Data for processing:

_ _ _ _ _ _ _

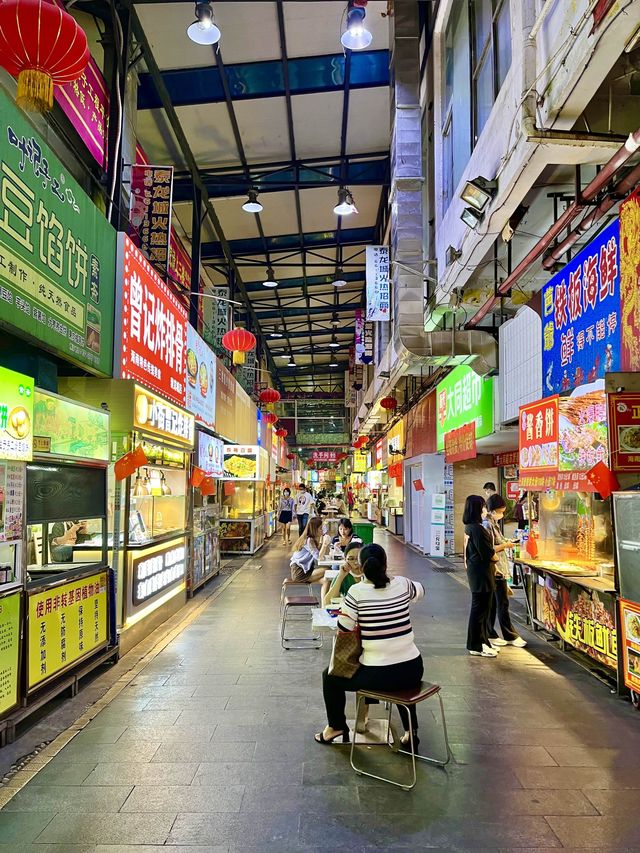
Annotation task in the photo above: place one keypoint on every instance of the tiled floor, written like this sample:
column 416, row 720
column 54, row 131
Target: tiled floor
column 211, row 748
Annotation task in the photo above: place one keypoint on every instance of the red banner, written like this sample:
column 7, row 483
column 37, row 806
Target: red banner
column 624, row 432
column 154, row 329
column 460, row 444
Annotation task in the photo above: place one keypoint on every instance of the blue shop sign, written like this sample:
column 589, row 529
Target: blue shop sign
column 581, row 316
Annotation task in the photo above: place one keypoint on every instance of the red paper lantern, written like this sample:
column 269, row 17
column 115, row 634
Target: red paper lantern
column 269, row 396
column 239, row 342
column 43, row 46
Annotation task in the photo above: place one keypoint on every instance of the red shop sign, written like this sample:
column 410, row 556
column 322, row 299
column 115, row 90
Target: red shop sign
column 624, row 431
column 460, row 444
column 154, row 328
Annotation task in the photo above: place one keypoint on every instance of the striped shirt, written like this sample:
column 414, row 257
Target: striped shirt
column 384, row 620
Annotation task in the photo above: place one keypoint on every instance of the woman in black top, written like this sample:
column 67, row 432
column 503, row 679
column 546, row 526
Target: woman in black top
column 479, row 560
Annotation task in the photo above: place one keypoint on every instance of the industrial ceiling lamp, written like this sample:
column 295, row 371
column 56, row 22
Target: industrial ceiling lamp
column 203, row 30
column 270, row 280
column 356, row 36
column 252, row 205
column 339, row 280
column 345, row 205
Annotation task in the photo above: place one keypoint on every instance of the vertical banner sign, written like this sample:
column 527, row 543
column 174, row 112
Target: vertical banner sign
column 151, row 346
column 378, row 291
column 629, row 267
column 200, row 379
column 581, row 320
column 150, row 210
column 57, row 251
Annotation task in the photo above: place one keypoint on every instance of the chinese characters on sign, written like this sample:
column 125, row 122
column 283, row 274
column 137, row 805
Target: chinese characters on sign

_ _ _ _ _ _ _

Description of the task: The required output is the stretch of entries above from the line containing "column 7, row 483" through the line containing "column 410, row 556", reproduced exactly.

Output for this exercise:
column 7, row 483
column 37, row 806
Target: red banner
column 624, row 432
column 154, row 329
column 460, row 444
Annotation task in the photo above: place one keypoint on every instance of the blue shop sign, written like this sample:
column 589, row 529
Target: blue shop sign
column 581, row 316
Annotation task in the photo above: place one keypoint on every instance of the red paper lantern, written like this sample:
column 269, row 17
column 115, row 634
Target: red paper lantern
column 269, row 396
column 239, row 342
column 43, row 46
Annotation task in the photo above: place one keypoint on every instance of the red shop sign, written like this sample:
column 410, row 556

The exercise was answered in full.